■ **DATA FOR THIS TASK**
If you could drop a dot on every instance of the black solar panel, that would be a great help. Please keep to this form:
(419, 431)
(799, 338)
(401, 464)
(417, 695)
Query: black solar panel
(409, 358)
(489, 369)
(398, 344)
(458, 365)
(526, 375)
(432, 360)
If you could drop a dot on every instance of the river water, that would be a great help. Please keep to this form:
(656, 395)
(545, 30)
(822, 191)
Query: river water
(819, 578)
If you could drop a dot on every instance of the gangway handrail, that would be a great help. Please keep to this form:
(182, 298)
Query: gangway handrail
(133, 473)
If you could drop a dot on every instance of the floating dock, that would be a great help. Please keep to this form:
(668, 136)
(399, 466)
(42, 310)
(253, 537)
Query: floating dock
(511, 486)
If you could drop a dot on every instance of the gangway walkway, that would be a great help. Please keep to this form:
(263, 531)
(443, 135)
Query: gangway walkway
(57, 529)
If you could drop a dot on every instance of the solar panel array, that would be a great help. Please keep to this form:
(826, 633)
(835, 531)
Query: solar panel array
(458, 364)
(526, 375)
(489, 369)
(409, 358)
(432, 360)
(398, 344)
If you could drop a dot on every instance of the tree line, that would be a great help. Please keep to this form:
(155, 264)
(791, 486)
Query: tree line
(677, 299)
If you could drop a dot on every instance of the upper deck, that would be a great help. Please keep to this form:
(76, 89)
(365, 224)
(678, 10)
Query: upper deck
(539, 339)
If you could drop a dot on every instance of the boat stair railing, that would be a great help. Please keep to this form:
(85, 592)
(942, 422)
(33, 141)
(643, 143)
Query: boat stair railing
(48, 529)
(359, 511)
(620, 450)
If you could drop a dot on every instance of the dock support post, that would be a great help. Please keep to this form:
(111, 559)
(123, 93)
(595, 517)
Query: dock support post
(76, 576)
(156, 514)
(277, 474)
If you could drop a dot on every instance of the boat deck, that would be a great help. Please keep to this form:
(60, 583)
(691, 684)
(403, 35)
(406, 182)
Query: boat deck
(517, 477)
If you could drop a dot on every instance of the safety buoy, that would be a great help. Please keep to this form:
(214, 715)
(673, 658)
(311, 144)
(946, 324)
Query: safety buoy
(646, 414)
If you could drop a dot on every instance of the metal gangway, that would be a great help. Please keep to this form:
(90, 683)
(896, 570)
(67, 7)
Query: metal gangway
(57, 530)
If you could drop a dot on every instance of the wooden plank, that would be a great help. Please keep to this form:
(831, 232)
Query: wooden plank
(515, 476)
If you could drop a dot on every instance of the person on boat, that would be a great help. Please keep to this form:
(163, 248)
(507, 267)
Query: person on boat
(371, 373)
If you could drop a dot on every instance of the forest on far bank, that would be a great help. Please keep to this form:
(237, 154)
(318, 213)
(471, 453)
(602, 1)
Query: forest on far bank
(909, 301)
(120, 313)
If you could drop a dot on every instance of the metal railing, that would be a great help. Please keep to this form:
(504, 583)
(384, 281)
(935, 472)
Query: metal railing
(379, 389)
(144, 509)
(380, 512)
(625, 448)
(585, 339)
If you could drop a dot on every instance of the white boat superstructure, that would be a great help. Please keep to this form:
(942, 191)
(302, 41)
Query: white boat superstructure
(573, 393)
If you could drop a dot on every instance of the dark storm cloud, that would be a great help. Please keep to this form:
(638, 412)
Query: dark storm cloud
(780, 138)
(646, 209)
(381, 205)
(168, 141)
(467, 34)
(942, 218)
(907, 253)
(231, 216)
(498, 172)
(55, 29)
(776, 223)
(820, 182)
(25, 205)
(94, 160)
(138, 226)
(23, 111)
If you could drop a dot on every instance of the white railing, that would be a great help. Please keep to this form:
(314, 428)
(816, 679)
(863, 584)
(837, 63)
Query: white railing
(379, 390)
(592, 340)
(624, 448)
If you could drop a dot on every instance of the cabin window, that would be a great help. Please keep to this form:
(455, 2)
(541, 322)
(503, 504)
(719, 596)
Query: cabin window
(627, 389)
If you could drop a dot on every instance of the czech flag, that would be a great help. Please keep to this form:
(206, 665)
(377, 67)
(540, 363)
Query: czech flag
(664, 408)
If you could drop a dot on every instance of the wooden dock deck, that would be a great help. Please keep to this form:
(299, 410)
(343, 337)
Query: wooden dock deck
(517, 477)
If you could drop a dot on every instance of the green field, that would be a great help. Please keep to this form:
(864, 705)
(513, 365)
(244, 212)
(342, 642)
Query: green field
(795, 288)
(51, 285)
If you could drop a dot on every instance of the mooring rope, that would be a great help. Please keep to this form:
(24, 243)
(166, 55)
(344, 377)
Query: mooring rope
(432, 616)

■ **TASK DETAILS**
Repeat every entry word for word.

■ **FINAL ANSWER**
If you could drop a dot on every instance of the black solar panel, that would be a great help. Please keep to this form:
(419, 431)
(799, 338)
(401, 464)
(417, 695)
Query: black solar panel
(409, 358)
(489, 369)
(398, 344)
(458, 365)
(526, 375)
(432, 360)
If you could drop a dot on every instance of the river water, that would be a great help. Please keep to this form:
(656, 395)
(545, 30)
(822, 191)
Query: river water
(819, 578)
If you could drop a dot on every instance of the gangway handrail, that would be a great help. Please keep to this form:
(182, 298)
Query: gangway handrail
(133, 473)
If you could drop a dot on every instance of the floating dock, that would be a great help. Please keep to this form:
(668, 136)
(399, 466)
(42, 310)
(253, 537)
Query: floating dock
(511, 486)
If you could drop a dot on every instance of the gangway walkway, that would be a great help. Please keep to this form:
(263, 531)
(443, 135)
Query: gangway walkway
(57, 529)
If you could drop a dot on every instance of the solar panel array, that would be a great help. Please keep to this form:
(826, 633)
(835, 531)
Query: solar panel array
(458, 364)
(526, 375)
(489, 369)
(409, 358)
(432, 360)
(398, 344)
If you could drop a dot on every instance of the tree line, that would be a great help. Please keep to this form:
(155, 264)
(791, 486)
Query: tree line
(677, 299)
If you could drop a dot on every instance of the upper deck, that would be a great help. Please keep to this form:
(76, 89)
(365, 224)
(678, 10)
Query: upper deck
(539, 339)
If you could drop a dot on every instance of the boat stair railing, that would be a great help. Please keep to this form:
(85, 592)
(942, 422)
(33, 141)
(643, 143)
Query: boat stair railing
(48, 529)
(359, 511)
(620, 450)
If you could drop a dot on every instance of the dock support post, that would be a great help. Please keep to this form:
(111, 559)
(123, 93)
(595, 517)
Query: dock support post
(76, 576)
(156, 514)
(277, 474)
If you could drop a dot on every instance of the boat deck, that would be a great help. Please keep to this form:
(60, 583)
(691, 684)
(403, 35)
(406, 182)
Query: boat deck
(517, 477)
If you could drop a dot on every instance of the safety buoy, that would be a great help. Please keep to this form:
(214, 715)
(673, 658)
(311, 144)
(946, 324)
Query: safety buoy
(646, 414)
If you could drop a dot on every instance of the metal gangway, that would be a great help. Please keep to this form:
(90, 683)
(896, 570)
(67, 7)
Query: metal gangway
(57, 530)
If you could drop a dot on every instance of the wooden plank, that would be a great help. Please keep to this form:
(831, 232)
Query: wooden plank
(515, 476)
If you could drop a dot on every instance of the person on boat, that would be a great help. Please keep to this form:
(163, 248)
(507, 267)
Query: person on boat
(371, 373)
If you could drop a dot on every instance of the forest on far bank, that would be a great help. Please keep to this form:
(237, 154)
(318, 213)
(471, 453)
(602, 1)
Query: forest on far bank
(909, 301)
(120, 313)
If you could drop a dot on every instance of the metal railing, that would be a great help. Please keep to this form:
(504, 583)
(384, 281)
(935, 472)
Query: metal railing
(379, 389)
(144, 509)
(380, 512)
(625, 448)
(585, 339)
If you could drop a dot on every instance of the white boat superstructure, that would be a great help. Please keep to this form:
(942, 191)
(302, 41)
Query: white boat superstructure
(573, 393)
If you could drop a dot on every instance of the dark storm cloud, that would be a great help. Please keep to this form:
(638, 412)
Query: dark storm cloud
(780, 138)
(646, 209)
(381, 205)
(168, 141)
(467, 34)
(942, 218)
(907, 253)
(231, 216)
(498, 172)
(55, 29)
(776, 223)
(820, 182)
(25, 205)
(94, 160)
(138, 226)
(23, 111)
If you could drop a dot on every instance of the white railing, that would be a great help. Please keep to this form:
(314, 428)
(816, 679)
(863, 584)
(837, 63)
Query: white railing
(379, 390)
(592, 340)
(624, 448)
If you could drop a dot on every instance of the cabin window, that would be a great help. Please keep to this form:
(455, 2)
(541, 322)
(503, 504)
(719, 596)
Query: cabin window
(627, 389)
If you could drop a dot on every instance of the czech flag, that would be a great help. Please keep to this form:
(206, 665)
(377, 67)
(540, 363)
Query: czech flag
(664, 408)
If you could drop a dot on every instance of the wooden dock deck, that would be a great help. Please keep to this form:
(299, 410)
(343, 337)
Query: wooden dock deck
(517, 477)
If you could drop a dot on every instance of the green field, that would be a great help. Please keep to this form:
(864, 705)
(513, 365)
(244, 212)
(342, 642)
Query: green field
(795, 288)
(51, 285)
If you could drop a dot on every instance of the mooring rope, that would be a great help. Please keep to this form:
(24, 243)
(166, 55)
(344, 377)
Query: mooring rope
(432, 616)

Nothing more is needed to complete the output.